Tarefas:
A. Traduza para o inglês esta frase do trecho sobre Mauricio Cappelli: "Em maio daquele ano, Cappelli passou 10 dias na Costa Rica com seus familiares, muitos dos quais ele nem conhecia."
B. Prossiga com o trecho sobre Mauricio Cappelli, começando logo depois da última frase.

Trecho da página:
=-=-=
Quando o período de liberdade condicional terminou, em março de 2015, Cappelli decidiu realizar um objetivo que havia estabelecido ainda na prisão: viajar para a Costa Rica – a sua primeira viagem para fora dos EUA – e visitar os túmulos do tio e da avó, que haviam morrido quando ele estava preso. Então ele deu entrada no USCIS para tirar o passaporte, apresentando a carteira de identidade, a certidão de nascimento especial emitida pelo estado do Wisconsin e a carteira de motorista. O USCIS pediu mais documentos, mas não informou a Cappelli que ele não tinha cidadania americana. Para ele, aquilo era uma mera formalidade. Mesmo assim, intimidado pela burocracia do USCIS – em alguns casos, a emissão do passaporte pode demorar até um ano –, Cappelli optou pela saída mais fácil: ele foi até o consulado da Costa Rica em Chicago, a 145km de Milwaukee, e tirou um passaporte costarriquenho em duas semanas.
Em maio daquele ano, Cappelli passou 10 dias na Costa Rica com seus familiares, muitos dos quais ele nem conhecia. Tendo visitado o túmulo dos parentes falecidos, ele estava pronto para voltar para casa. Mas ele não voltaria a pisar no Wisconsin. Ao fazer conexão em Atlanta, ele foi parado por um agente da imigração, que quis saber por que, sendo cidadão americano, ele havia entrado nos EUA com um passaporte costarriquenho. Cappelli lhe mostrou sua identidade e certidão de nascimento. Horas depois, outro agente disse a Cappelli que seus pais não haviam pedido a sua naturalização, e que, devido a sua ficha criminal, ele seria detido. Aos 34 anos de idade, pela primeira vez na vida alguém lhe dizia que ele não era cidadão americano, e sim um “estrangeiro passível de deportação”.
“Aquilo me deixou atônito. Eu achava que tudo não passava de um mal-entendido”, conta Kurt Cappelli, referindo-se ao telefonema de Mauricio, feito de uma prisão de Atlanta.
Então ele traçou um plano. A poucas semanas da audiência que decidiria o destino de seu filho, Kurt passaria cada hora do dia preparando a sua defesa. Ele ligou para o escritório de todos os membros da bancada do Wisconsin no Congresso – inclusive para o de Paul Ryan, presidente da Câmara. Kurt também conseguiu cartas de recomendação do agente da condicional de Mauricio e de pessoas que o haviam acompanhado e orientado depois da prisão.
=-=-=
Registros exibidos:
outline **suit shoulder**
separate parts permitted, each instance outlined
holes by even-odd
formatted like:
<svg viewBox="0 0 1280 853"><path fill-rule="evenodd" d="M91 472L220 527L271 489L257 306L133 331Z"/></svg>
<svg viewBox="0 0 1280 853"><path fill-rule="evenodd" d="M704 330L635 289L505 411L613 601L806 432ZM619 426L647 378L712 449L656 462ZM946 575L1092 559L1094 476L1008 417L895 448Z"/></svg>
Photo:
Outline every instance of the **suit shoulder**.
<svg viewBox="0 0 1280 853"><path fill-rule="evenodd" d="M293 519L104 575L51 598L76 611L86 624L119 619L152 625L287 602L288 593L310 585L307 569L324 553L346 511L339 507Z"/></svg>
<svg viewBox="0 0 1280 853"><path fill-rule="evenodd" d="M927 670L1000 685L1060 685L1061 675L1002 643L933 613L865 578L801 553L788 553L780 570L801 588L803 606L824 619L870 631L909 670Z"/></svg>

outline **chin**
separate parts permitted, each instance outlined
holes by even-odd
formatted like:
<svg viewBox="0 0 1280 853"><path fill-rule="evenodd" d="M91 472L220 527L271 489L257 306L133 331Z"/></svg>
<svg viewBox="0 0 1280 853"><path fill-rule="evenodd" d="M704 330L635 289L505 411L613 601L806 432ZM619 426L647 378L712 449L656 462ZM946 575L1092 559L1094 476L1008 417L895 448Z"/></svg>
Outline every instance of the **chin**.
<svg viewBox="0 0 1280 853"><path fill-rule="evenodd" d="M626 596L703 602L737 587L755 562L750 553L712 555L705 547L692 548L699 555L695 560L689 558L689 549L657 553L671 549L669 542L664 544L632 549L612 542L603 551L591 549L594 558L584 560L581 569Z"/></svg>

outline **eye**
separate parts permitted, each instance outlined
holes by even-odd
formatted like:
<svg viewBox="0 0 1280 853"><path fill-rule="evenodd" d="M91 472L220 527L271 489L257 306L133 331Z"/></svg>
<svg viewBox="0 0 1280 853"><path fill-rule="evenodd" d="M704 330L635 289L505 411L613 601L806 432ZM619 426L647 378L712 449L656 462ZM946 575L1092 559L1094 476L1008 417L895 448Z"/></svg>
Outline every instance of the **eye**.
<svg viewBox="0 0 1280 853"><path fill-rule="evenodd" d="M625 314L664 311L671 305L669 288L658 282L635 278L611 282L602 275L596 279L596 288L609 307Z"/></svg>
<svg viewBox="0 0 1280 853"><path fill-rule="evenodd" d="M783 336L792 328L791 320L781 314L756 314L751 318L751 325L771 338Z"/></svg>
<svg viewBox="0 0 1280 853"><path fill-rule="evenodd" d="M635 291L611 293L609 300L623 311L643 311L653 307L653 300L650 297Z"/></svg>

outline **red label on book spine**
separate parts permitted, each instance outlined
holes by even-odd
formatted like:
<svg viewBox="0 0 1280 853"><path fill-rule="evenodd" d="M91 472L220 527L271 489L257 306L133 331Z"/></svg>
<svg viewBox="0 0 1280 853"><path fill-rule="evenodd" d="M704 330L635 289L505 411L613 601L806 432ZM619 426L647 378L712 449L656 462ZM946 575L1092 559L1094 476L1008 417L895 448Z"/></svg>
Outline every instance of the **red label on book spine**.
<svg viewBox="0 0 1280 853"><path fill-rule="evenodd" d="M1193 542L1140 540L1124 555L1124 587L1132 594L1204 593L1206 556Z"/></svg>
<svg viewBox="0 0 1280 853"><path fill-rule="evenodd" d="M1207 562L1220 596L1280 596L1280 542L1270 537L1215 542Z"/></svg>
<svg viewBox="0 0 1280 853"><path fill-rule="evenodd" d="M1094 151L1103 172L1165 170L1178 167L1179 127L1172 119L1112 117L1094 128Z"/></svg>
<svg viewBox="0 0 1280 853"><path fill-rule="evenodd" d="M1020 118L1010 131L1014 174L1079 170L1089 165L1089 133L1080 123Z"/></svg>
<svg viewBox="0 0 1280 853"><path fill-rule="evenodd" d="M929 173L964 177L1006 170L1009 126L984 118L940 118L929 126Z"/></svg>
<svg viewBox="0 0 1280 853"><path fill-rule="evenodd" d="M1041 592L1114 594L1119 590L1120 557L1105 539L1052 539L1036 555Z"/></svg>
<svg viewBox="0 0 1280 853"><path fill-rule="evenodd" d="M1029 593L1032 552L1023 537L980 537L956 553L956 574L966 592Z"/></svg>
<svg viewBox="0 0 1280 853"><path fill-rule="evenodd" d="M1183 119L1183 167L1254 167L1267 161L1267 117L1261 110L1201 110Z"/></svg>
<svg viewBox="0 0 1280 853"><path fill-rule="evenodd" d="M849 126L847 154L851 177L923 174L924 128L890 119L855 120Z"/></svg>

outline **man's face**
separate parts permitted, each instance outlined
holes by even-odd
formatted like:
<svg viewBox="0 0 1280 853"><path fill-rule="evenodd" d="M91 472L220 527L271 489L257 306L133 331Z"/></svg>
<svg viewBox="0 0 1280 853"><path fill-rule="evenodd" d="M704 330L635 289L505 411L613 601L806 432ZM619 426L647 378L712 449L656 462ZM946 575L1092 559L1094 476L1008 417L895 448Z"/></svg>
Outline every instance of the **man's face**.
=-=-=
Respostas das tarefas:
A. In May of that year, Cappelli spent 10 days in Costa Rica with his relatives, many of whom he had never even met.

B.
No dia 22 de junho, um dia antes da audiência, a família Cappelli pegou o carro e percorreu cerca de 1.300km até Atlanta. A sessão durou apenas alguns minutos: o juiz revogou a autorização de residência e determinou a deportação de Mauricio devido a seus antecedentes criminais. Porém, em vez do fim, esse foi apenas o início das tribulações de Cappelli em sua perigosa luta para voltar para casa a qualquer preço.
De 1945 a 1998, entraram nos Estados Unidos 245.509 pessoas adotadas no exterior, segundo um relatório da Adoptee Rights Campaign, disponibilizado para o Congresso americano no segundo trimestre deste ano. Antes da aprovação do Child Citizenship Act, no ano 2000, não existia nenhum mecanismo de concessão automática de cidadania nos Estados Unidos. Os pais tinham que adotar os próprios filhos novamente, dessa vez nos EUA, e solicitar a naturalização, um processo caro e complexo que durava anos.
“Aquela época era como o Velho Oeste. A adoção não estava no radar do governo”, diz C.J. Lyford, um advogado da Pensilvânia especializado em adoções internacionais.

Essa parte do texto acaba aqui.